Textauszug:
#####

Dazu passt sein Rapper-Dasein schlichtweg nicht. Denn bei Haftbefehl sind Drogen, Abstürze und Unzuverlässigkeit nicht Attitüde, sondern täglich gelebte Praxis. Seit er 13 Jahre alt sei, konsumiere er Kokain - und das bisweilen in rauen Mengen. Mit krassen Folgen: Man erlebt Haftbefehl im Laufe des Netflix-Films mehr als nur einmal am gesundheitlichen Abgrund, ob mit einer Infusion im Arm Backstage oder von Drogen benebelt im Hotelzimmer und überzeugt davon, Dämonen vertreiben zu müssen. Einmal wird es selbst dem Kamerateam zu viel und es überlässt Anhan seinem Schicksal.
Haftbefehls Vater hatte "zwei Millionen Mark unterm Schlafzimmerteppich" versteckt
Der Film von Produzent Elyas M'Barek beschönigt an keiner Stelle, ist gnadenlos ehrlich, tut weh. Aber das tut der Film nicht aus Sensationsgier, sondern weil Haftbefehl eben ein Leben am Rande der Selbstzerstörung führt - und teils darüber hinaus. Der 90-minütige Film führt zu abgebrochenen Klinikaufenthalten ("Ich fühle mich wie ein Geist. Ich sehe Schatten und so auf einmal"), schonungslosen Geständnissen von Therapeuten ("Du wirst sterben") und einer Koks-Überdosis samt Wiederbelebung im Krankenhaus.

#####

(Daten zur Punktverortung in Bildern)

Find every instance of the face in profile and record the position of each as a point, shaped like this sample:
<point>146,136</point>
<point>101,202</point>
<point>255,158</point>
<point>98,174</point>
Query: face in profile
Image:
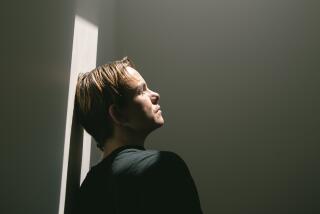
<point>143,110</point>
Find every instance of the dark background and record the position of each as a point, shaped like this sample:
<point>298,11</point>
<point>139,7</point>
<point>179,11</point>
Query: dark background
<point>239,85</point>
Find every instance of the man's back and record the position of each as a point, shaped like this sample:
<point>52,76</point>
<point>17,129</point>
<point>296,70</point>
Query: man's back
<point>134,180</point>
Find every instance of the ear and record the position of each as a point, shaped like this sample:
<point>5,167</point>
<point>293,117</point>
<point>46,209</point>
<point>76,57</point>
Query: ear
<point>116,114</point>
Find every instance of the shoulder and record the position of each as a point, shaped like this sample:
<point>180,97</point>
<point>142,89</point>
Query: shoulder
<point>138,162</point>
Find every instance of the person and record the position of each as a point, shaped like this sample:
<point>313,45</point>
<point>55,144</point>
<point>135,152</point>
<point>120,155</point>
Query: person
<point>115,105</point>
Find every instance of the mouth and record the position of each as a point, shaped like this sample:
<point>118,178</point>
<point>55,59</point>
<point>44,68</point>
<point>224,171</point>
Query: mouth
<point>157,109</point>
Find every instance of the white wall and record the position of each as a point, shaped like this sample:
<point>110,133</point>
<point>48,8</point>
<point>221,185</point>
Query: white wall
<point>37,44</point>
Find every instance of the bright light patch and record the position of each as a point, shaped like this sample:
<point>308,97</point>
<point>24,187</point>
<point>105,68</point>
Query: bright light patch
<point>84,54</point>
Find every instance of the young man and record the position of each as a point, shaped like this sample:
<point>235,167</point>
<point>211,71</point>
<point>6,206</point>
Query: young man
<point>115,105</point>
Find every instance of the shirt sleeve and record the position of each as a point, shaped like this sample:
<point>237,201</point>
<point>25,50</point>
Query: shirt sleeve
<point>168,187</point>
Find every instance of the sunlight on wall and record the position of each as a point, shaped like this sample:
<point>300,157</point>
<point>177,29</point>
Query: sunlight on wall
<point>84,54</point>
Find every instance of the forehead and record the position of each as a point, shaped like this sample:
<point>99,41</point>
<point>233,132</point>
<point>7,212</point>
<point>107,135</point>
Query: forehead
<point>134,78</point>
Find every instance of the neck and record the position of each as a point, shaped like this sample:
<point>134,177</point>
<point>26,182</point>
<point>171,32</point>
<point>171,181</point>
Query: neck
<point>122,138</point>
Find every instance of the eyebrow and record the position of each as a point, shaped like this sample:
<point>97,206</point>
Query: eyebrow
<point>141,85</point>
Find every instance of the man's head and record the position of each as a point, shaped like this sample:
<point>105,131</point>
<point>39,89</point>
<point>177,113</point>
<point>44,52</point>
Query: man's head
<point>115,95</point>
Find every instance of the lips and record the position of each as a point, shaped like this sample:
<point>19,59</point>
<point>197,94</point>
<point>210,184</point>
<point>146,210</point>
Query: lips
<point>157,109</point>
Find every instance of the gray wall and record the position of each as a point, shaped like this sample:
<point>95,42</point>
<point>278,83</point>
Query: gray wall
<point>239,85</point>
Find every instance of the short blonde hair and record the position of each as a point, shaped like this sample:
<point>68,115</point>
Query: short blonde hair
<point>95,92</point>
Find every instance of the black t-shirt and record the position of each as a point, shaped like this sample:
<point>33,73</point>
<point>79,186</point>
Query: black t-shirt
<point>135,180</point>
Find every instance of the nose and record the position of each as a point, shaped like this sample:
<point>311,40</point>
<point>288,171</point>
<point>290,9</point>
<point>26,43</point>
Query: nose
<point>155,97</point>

#####

Zu lösende Aufgaben:
1. Beantworte zum Text über Haftbefehl diese Fragen:
(a) Seit welchem Alter konsumiert Haftbefehl nach eigener Angabe Kokain?
(b) Wer ist der Produzent des Films?
(c) Wie lange dauert der Film?
2. Tippe aus dem Text über Haftbefehl den Abschnitt wortgetreu ab, der bei "Dazu passt sein" beginnt und bei "Anhan seinem Schicksal." endet.

Antworten je Aufgabe:
1.
(a) Seit er 13 Jahre alt ist.
(b) Elyas M'Barek.
(c) 90 Minuten.

2.
Dazu passt sein Rapper-Dasein schlichtweg nicht. Denn bei Haftbefehl sind Drogen, Abstürze und Unzuverlässigkeit nicht Attitüde, sondern täglich gelebte Praxis. Seit er 13 Jahre alt sei, konsumiere er Kokain - und das bisweilen in rauen Mengen. Mit krassen Folgen: Man erlebt Haftbefehl im Laufe des Netflix-Films mehr als nur einmal am gesundheitlichen Abgrund, ob mit einer Infusion im Arm Backstage oder von Drogen benebelt im Hotelzimmer und überzeugt davon, Dämonen vertreiben zu müssen. Einmal wird es selbst dem Kamerateam zu viel und es überlässt Anhan seinem Schicksal.